Collected data entries
^^^^^^^^
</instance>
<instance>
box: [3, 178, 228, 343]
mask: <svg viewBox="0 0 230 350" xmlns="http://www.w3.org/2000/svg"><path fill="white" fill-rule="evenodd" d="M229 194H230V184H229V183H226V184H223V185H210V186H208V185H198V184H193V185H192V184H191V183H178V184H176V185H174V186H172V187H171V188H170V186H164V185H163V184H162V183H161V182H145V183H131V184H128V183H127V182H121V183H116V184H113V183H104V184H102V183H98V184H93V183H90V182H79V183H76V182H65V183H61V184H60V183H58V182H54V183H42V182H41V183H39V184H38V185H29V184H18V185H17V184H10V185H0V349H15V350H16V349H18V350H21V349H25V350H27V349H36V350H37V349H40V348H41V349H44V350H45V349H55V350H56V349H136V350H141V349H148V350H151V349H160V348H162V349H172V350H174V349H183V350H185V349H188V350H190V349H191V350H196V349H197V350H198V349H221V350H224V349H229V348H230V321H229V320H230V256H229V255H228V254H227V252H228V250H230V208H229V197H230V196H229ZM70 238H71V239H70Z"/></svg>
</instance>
^^^^^^^^
Can you copy every one of the entries above verbatim, without changing a single character?

</instance>
<instance>
box: [3, 178, 228, 343]
mask: <svg viewBox="0 0 230 350" xmlns="http://www.w3.org/2000/svg"><path fill="white" fill-rule="evenodd" d="M229 194H230V184H229V183H226V184H223V185H210V186H208V185H198V184H193V185H192V184H191V183H178V184H176V185H174V186H172V187H171V188H170V186H164V185H163V184H162V183H161V182H145V183H131V184H128V183H127V182H121V183H116V184H113V183H104V184H102V183H98V184H93V183H90V182H79V183H76V182H65V183H61V184H60V183H58V182H54V183H42V182H41V183H39V184H38V185H29V184H18V185H17V184H10V185H0V349H15V350H16V349H18V350H21V349H25V350H27V349H36V350H37V349H40V348H41V349H44V350H45V349H55V350H56V349H136V350H141V349H148V350H151V349H160V348H162V349H172V350H174V349H183V350H185V349H188V350H190V349H191V350H196V349H197V350H198V349H221V350H224V349H229V348H230V321H229V320H230V256H229V255H228V254H227V252H228V250H230V208H229V197H230V196H229ZM70 238H71V239H70Z"/></svg>
</instance>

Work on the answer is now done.